→ **What you have to do**
Lay out every line of the following material as a Markdown table with the columns Row and Line. Number the rows in order and leave out any blank lines.

→ **Supplied material**
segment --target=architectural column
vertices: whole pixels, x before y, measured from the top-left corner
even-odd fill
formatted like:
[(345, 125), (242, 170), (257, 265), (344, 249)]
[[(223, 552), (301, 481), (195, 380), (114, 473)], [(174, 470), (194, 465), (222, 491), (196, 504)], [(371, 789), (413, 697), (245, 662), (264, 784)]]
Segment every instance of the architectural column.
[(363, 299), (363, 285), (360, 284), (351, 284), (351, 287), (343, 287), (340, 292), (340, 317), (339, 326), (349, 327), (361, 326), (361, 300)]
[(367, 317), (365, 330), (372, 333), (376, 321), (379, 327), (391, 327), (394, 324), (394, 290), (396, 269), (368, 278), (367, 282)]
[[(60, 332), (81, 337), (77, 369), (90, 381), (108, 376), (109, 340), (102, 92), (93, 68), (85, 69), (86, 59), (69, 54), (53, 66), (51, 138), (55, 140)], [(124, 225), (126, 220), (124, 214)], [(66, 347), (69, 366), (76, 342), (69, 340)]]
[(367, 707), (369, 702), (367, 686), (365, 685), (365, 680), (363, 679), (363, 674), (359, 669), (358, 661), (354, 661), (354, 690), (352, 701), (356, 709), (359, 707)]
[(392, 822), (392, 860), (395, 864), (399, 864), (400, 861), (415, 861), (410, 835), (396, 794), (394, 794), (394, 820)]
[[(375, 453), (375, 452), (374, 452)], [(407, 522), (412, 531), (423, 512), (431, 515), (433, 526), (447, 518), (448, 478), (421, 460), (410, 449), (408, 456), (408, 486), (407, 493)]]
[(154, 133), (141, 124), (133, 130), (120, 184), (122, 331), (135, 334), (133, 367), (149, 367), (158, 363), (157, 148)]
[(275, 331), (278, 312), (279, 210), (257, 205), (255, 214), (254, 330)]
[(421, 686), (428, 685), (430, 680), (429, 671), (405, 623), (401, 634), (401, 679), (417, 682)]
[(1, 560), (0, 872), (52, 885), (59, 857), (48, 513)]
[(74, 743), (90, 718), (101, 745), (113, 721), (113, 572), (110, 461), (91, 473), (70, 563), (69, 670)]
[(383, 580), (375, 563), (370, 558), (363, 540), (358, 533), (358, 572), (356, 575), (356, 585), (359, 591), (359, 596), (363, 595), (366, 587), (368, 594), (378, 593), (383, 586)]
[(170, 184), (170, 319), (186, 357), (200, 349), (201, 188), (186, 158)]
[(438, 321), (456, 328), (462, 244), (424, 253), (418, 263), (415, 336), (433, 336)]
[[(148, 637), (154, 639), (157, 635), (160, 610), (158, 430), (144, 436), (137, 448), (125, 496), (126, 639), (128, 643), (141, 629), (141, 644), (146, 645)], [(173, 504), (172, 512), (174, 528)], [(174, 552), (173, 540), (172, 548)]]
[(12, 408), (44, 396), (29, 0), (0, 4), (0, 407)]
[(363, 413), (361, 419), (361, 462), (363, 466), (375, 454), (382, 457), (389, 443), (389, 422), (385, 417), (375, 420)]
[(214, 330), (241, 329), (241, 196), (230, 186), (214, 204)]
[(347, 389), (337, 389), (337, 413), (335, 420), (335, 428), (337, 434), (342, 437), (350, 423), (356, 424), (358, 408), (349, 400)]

→ **Result for this exercise**
| Row | Line |
|---|---|
| 1 | segment --target=architectural column |
| 2 | vertices: whole pixels, x before y, measured from the top-left corner |
| 3 | even-odd fill |
| 4 | formatted like: |
| 5 | [(345, 125), (242, 170), (257, 265), (344, 249)] |
| 6 | [[(223, 552), (301, 481), (195, 380), (114, 473)], [(174, 470), (194, 465), (222, 491), (196, 504)], [(371, 789), (413, 697), (245, 662), (264, 784)]] |
| 7 | Segment every instance of the architectural column. |
| 8 | [(363, 299), (363, 285), (360, 284), (351, 284), (351, 287), (343, 287), (340, 292), (340, 317), (339, 326), (349, 327), (361, 326), (361, 300)] |
| 9 | [(367, 317), (365, 330), (372, 333), (376, 321), (379, 327), (391, 327), (394, 324), (394, 290), (396, 269), (368, 278), (367, 282)] |
| 10 | [[(60, 332), (81, 337), (77, 369), (90, 381), (108, 376), (109, 340), (102, 92), (93, 68), (85, 69), (86, 59), (69, 54), (53, 66), (51, 138), (55, 140)], [(124, 225), (126, 220), (124, 214)], [(66, 347), (69, 366), (76, 342), (69, 340)]] |
| 11 | [(367, 707), (369, 702), (367, 686), (365, 685), (365, 680), (363, 679), (363, 674), (359, 669), (358, 661), (354, 661), (354, 690), (352, 701), (356, 709), (359, 707)] |
| 12 | [(392, 822), (392, 860), (395, 864), (399, 864), (400, 861), (415, 861), (410, 835), (396, 794), (394, 794), (394, 820)] |
| 13 | [[(375, 453), (375, 452), (374, 452)], [(407, 522), (412, 531), (423, 512), (431, 515), (433, 526), (447, 518), (448, 478), (421, 460), (410, 449), (408, 456), (408, 486), (407, 493)]] |
| 14 | [(154, 133), (141, 124), (133, 130), (120, 184), (122, 331), (135, 334), (133, 367), (149, 367), (158, 363), (157, 148)] |
| 15 | [(275, 331), (278, 312), (279, 210), (257, 205), (255, 214), (254, 330)] |
| 16 | [(421, 686), (428, 685), (430, 680), (429, 671), (405, 623), (401, 634), (401, 679), (417, 682)] |
| 17 | [(1, 560), (0, 872), (52, 885), (59, 857), (48, 513)] |
| 18 | [(74, 743), (90, 718), (101, 745), (113, 721), (113, 572), (110, 461), (91, 473), (70, 563), (69, 670)] |
| 19 | [(383, 580), (375, 563), (370, 558), (363, 540), (358, 533), (358, 572), (356, 575), (356, 585), (359, 591), (359, 596), (363, 595), (366, 587), (368, 594), (378, 593), (383, 586)] |
| 20 | [(170, 184), (170, 319), (186, 357), (200, 349), (201, 188), (186, 158)] |
| 21 | [(438, 321), (456, 328), (462, 244), (424, 253), (418, 263), (415, 336), (433, 336)] |
| 22 | [[(148, 637), (154, 639), (157, 635), (160, 610), (158, 430), (144, 436), (137, 448), (125, 496), (126, 639), (128, 643), (141, 629), (141, 644), (146, 645)], [(173, 504), (172, 512), (174, 528)], [(174, 552), (173, 540), (172, 548)]] |
| 23 | [(12, 408), (44, 396), (29, 0), (0, 4), (0, 407)] |
| 24 | [(363, 413), (361, 419), (361, 462), (363, 466), (375, 454), (382, 457), (389, 443), (389, 422), (385, 417), (375, 420)] |
| 25 | [(214, 330), (241, 329), (241, 196), (230, 186), (214, 204)] |
| 26 | [(347, 389), (337, 389), (337, 413), (335, 420), (335, 428), (337, 434), (342, 437), (350, 423), (356, 424), (358, 408), (349, 400)] |